— Problem statement —
Gather every line of the items below that contains the word "query" and copy each one out. Case counts.

— Materials provided —
--------------------------------------------------

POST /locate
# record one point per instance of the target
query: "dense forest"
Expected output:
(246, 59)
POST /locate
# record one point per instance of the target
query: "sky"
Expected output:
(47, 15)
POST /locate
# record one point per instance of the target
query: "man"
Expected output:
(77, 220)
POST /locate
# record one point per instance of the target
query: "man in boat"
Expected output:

--------------------------------------------------

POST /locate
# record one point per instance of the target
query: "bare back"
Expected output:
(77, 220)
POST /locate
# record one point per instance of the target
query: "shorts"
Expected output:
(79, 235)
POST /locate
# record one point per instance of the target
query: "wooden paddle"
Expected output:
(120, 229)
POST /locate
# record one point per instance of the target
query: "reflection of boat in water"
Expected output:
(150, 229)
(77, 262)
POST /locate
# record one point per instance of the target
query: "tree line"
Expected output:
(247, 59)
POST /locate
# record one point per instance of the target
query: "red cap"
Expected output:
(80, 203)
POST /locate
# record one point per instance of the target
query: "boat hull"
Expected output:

--------------------------------------------------

— Exercise solution —
query: "dense forest"
query: "sky"
query: "man"
query: "man in boat"
query: "bare back"
query: "shorts"
query: "wooden paddle"
query: "reflection of boat in water"
query: "tree line"
query: "red cap"
query: "boat hull"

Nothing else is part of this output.